- _PROBLEM DESCRIPTION_
Taking the line with "of the woman's" as the first and the last line of the entries as the final one, copy that span exactly.

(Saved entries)

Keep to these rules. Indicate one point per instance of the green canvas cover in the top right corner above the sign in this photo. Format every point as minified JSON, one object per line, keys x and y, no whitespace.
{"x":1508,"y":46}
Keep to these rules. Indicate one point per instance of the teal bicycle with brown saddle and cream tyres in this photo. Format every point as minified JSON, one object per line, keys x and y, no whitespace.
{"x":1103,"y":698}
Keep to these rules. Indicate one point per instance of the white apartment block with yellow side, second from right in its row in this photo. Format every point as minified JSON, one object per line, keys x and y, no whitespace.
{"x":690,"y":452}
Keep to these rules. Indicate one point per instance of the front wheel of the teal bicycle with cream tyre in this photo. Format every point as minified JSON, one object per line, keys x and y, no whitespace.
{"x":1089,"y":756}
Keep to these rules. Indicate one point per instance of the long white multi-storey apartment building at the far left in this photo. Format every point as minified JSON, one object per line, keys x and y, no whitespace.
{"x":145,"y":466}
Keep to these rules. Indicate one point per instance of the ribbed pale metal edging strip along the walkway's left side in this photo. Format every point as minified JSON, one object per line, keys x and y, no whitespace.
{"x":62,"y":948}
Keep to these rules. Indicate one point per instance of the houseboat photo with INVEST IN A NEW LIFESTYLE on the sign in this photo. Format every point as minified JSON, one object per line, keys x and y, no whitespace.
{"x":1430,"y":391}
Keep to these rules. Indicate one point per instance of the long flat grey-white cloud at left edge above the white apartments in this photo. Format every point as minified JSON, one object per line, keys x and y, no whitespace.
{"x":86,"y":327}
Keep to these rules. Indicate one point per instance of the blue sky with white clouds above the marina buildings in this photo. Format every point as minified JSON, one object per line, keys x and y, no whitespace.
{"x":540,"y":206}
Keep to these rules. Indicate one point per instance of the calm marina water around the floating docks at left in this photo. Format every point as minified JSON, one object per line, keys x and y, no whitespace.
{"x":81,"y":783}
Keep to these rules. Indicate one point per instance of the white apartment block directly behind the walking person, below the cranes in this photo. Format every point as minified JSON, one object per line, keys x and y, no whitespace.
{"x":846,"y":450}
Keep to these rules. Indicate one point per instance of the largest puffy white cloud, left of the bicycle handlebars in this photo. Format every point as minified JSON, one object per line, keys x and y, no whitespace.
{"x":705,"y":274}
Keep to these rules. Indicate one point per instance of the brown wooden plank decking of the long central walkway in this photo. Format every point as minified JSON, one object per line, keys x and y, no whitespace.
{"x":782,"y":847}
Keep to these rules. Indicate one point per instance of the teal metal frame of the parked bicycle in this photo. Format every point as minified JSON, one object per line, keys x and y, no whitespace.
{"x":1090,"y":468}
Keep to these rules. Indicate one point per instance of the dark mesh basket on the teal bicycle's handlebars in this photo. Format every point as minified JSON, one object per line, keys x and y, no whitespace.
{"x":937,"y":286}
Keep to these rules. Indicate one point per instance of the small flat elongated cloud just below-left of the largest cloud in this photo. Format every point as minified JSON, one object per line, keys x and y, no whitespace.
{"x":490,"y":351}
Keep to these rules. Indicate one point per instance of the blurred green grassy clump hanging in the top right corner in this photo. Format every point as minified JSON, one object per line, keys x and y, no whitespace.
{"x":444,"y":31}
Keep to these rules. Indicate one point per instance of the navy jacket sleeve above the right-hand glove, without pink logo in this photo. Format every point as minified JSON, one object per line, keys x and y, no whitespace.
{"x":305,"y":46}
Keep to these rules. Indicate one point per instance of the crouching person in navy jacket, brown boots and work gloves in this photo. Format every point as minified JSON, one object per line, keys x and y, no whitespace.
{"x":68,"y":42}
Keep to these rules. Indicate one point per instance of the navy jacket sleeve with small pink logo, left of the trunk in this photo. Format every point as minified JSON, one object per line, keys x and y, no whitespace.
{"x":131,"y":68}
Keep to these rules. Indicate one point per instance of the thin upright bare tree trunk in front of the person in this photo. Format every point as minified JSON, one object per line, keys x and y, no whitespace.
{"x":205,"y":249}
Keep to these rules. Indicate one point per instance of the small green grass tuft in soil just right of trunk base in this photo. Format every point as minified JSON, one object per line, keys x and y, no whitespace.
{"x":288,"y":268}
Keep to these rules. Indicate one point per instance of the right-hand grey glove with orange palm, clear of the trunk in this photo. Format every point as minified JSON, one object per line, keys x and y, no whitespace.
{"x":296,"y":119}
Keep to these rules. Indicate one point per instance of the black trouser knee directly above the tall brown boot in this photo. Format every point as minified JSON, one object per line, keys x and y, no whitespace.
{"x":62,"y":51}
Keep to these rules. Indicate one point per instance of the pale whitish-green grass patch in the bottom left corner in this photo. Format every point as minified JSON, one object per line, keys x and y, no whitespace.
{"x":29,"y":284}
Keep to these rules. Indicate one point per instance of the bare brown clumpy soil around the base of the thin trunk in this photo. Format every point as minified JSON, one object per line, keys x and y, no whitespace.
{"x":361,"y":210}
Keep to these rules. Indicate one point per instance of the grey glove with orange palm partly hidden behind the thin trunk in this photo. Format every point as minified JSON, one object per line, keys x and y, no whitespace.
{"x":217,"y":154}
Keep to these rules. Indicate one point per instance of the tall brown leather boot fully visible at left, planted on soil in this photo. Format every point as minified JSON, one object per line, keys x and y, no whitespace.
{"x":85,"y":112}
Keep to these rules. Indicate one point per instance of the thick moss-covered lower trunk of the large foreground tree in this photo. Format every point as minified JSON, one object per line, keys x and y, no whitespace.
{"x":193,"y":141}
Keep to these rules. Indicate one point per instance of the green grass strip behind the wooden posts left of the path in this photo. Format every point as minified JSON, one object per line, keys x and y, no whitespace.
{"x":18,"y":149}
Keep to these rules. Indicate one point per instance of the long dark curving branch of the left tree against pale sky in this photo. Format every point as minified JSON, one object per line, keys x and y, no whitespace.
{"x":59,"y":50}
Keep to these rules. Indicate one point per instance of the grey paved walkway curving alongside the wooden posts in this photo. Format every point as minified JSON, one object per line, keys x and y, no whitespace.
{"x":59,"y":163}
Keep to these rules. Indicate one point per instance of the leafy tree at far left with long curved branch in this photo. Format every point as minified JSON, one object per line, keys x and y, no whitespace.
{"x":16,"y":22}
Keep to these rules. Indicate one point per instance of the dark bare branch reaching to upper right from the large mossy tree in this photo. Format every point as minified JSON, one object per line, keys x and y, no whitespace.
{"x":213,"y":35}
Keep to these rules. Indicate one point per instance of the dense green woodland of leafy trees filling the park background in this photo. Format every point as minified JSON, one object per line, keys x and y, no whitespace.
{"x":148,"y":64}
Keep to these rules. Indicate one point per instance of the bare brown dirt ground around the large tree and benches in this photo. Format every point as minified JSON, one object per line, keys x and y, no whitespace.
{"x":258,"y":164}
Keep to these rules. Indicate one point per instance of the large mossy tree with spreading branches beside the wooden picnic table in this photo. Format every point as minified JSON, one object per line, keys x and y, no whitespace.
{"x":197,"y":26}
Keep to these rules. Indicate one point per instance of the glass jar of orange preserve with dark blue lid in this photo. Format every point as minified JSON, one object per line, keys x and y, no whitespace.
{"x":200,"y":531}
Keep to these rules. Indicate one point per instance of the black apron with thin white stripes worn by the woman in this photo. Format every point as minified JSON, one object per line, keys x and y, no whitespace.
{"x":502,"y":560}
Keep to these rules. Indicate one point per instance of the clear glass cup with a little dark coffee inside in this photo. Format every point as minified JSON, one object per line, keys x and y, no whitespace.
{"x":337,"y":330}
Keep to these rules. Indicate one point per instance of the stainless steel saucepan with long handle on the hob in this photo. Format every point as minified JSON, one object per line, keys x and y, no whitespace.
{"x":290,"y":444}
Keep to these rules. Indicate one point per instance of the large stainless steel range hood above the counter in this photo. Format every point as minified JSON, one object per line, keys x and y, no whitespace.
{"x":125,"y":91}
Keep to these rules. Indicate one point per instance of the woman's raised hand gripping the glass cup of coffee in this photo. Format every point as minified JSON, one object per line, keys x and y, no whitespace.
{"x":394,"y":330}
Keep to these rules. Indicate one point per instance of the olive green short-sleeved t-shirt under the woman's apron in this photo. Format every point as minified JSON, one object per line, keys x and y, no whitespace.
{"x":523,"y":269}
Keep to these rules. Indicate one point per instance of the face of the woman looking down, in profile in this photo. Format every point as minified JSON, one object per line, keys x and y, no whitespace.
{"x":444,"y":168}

- _ANSWER TO THIS PROBLEM_
Keep to these rules. Indicate one point per instance of the woman's raised hand gripping the glass cup of coffee in this photo. Format every point as minified JSON, one object per line, keys x and y, no whitespace.
{"x":394,"y":330}
Keep to these rules. Indicate one point per instance of the olive green short-sleeved t-shirt under the woman's apron in this photo. Format every point as minified JSON, one object per line, keys x and y, no whitespace.
{"x":523,"y":269}
Keep to these rules. Indicate one point per instance of the face of the woman looking down, in profile in this photo. Format every point as minified JSON, one object per line, keys x and y, no whitespace.
{"x":444,"y":168}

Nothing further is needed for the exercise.